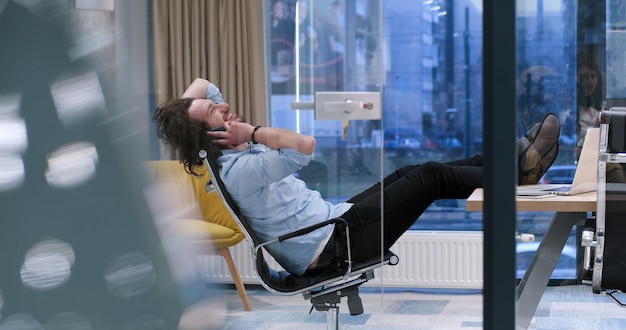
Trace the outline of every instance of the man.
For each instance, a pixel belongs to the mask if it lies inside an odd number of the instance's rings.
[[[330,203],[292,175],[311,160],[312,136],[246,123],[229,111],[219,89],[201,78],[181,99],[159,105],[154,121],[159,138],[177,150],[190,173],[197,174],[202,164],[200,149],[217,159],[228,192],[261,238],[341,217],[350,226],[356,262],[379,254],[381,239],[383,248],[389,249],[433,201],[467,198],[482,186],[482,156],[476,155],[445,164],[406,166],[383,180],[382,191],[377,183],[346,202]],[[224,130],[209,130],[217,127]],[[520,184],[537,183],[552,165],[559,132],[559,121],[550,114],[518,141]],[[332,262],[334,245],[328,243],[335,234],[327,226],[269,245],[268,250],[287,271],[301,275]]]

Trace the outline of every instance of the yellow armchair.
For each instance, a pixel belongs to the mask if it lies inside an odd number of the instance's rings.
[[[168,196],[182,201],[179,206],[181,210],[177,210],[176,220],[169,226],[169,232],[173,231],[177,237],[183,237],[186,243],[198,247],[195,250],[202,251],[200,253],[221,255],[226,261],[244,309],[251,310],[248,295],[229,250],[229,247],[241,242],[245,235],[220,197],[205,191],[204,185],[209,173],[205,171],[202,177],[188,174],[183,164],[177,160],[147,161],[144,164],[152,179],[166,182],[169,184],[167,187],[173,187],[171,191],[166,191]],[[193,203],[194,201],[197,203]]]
■ ■ ■ ■
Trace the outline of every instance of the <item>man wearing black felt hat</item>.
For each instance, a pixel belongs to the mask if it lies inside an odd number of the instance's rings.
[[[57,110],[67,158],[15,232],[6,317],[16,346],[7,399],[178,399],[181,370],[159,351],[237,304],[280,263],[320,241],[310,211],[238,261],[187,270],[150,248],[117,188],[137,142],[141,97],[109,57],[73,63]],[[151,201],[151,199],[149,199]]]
■ ■ ■ ■
◆ Problem to solve: Would you retype exactly the lines above, from the line with "Trace the outline of every instance of the man." to the line with "Trace the outline of every instance of the yellow", with both end lines kept and nothing more?

◆ Result:
Trace the outline of every instance of the man.
For each instance, a pixel belongs to the mask if it lies inside an odd number of the instance's rings.
[[[330,203],[292,175],[311,160],[312,136],[246,123],[229,111],[219,89],[201,78],[181,99],[159,105],[154,121],[159,138],[177,150],[190,173],[197,174],[202,164],[200,149],[217,159],[228,192],[261,238],[341,217],[350,226],[356,262],[379,254],[381,239],[383,248],[389,249],[433,201],[467,198],[482,186],[482,156],[476,155],[445,164],[406,166],[383,180],[382,191],[377,183],[346,202]],[[224,130],[209,130],[217,127]],[[520,184],[537,183],[552,165],[559,132],[559,121],[550,114],[518,141]],[[332,262],[334,245],[328,243],[335,234],[327,226],[269,245],[268,250],[287,271],[301,275]]]

Trace the outline of every instance of the yellow armchair.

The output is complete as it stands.